▸ Work instructions
Update the lines from the one containing "the man's thumb" through the end of the records so that "mustache" becomes "beard", with nothing else changed.

▸ Point annotation records
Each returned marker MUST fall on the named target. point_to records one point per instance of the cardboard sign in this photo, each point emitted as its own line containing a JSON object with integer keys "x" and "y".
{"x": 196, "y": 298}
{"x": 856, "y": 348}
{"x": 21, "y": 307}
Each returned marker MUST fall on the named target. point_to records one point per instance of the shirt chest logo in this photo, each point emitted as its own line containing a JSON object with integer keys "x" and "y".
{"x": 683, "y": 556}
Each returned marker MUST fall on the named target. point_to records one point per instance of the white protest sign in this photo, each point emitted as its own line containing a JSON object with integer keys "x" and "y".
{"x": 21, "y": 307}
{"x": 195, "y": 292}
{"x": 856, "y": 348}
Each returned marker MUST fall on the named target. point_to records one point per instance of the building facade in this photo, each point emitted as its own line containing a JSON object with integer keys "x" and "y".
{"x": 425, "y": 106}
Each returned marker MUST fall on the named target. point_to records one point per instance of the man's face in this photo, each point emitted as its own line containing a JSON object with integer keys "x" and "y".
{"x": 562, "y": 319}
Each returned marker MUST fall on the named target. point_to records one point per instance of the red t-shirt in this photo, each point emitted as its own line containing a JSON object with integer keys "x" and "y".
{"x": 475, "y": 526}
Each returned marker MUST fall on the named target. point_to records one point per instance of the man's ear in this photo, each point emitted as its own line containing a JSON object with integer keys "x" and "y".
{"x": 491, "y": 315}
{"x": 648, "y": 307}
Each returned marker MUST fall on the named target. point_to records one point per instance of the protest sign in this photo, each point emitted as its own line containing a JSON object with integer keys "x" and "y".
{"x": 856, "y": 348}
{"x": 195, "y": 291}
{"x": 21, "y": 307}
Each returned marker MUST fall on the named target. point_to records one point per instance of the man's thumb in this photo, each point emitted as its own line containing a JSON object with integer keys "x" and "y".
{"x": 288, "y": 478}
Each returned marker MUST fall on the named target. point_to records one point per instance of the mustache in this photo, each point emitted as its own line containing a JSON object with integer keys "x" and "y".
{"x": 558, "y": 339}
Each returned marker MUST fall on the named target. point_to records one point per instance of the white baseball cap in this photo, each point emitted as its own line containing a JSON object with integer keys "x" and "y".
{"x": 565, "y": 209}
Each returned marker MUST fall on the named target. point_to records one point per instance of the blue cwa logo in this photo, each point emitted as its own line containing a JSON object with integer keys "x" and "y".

▸ Correct output
Each returned marker MUST fall on the named target. point_to records one point per instance of the man's thumb in this photo, each point emitted as its own line containing a JSON object with integer keys "x" and "y".
{"x": 288, "y": 478}
Each returned marker MUST fall on the named target. point_to records one point per instance of the beard in this photo, each point emitted as its own line containing a JSON object with integer keys "x" and "y".
{"x": 558, "y": 339}
Each returned marker MUST fall on the named target. point_to records one point per instance of the white baseball cap in this photo, each point emitted as its own line containing a JSON object with integer keys "x" and "y".
{"x": 565, "y": 209}
Each returned marker MUST fall on the named target. point_to records one point per instance of the blue cwa logo in this photo, each point emitted as its own line containing a JSON object with integer keys "x" and "y".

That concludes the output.